> **Exercise aim**:
Transcribe the passage on Google sitemaps below, starting at "Before you consider" and ending at "of the sitemap?".

> **Supplied passage**:

Even with the above, sometimes folks still ask about Google sitemaps, particularly after hearing from somebody trying to impress them or sell them their search services. (It sounds impressive, "You don't have a Google sitemap!!!! Ohh, no wonder you need our services ...") It makes the person saying it seem smart, when either they do not really understand sitemaps, or they do not understand your site, or they know all this and are just throwing around FUD (fear, uncertainty, doubt -- a common sales tactic). The details in this section should make it clear that externally generated sitemaps are an all-around bad idea for HotDoodle sites.
Before you consider Google sitemaps, you need to ask some basic questions:
- Is there any part of your site that would be missed by Google without the sitemap?
- Are you planning to hand-edit the Google generated XML sitemap?
- Is there any part of your site that will be skipped by Google because of the sitemap?

> **Dataset extract**:
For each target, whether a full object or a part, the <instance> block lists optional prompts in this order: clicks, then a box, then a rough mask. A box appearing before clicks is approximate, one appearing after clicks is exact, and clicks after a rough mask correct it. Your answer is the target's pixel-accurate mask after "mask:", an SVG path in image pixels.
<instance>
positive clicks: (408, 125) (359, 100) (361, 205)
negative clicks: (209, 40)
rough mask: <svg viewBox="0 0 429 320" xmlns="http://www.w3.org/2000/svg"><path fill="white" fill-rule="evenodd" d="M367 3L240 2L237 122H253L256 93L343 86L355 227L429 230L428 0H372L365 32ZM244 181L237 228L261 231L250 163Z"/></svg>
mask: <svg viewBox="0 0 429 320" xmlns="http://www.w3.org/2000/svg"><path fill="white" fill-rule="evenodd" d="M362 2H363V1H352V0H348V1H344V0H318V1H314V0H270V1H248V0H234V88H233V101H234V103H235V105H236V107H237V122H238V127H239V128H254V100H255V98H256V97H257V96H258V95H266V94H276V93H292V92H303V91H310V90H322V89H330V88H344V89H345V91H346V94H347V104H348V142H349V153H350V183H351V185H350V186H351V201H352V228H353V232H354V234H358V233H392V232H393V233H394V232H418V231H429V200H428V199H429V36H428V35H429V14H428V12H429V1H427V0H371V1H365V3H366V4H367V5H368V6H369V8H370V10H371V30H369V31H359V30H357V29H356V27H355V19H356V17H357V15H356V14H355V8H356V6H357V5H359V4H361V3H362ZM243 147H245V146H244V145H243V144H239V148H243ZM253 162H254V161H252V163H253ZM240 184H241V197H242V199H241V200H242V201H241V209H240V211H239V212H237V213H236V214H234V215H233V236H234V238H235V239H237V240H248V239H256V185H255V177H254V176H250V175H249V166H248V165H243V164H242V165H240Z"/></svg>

> **Reply**:
Before you consider Google sitemaps, you need to ask some basic questions:
- Is there any part of your site that would be missed by Google without the sitemap?
- Are you planning to hand-edit the Google generated XML sitemap?
- Is there any part of your site that will be skipped by Google because of the sitemap?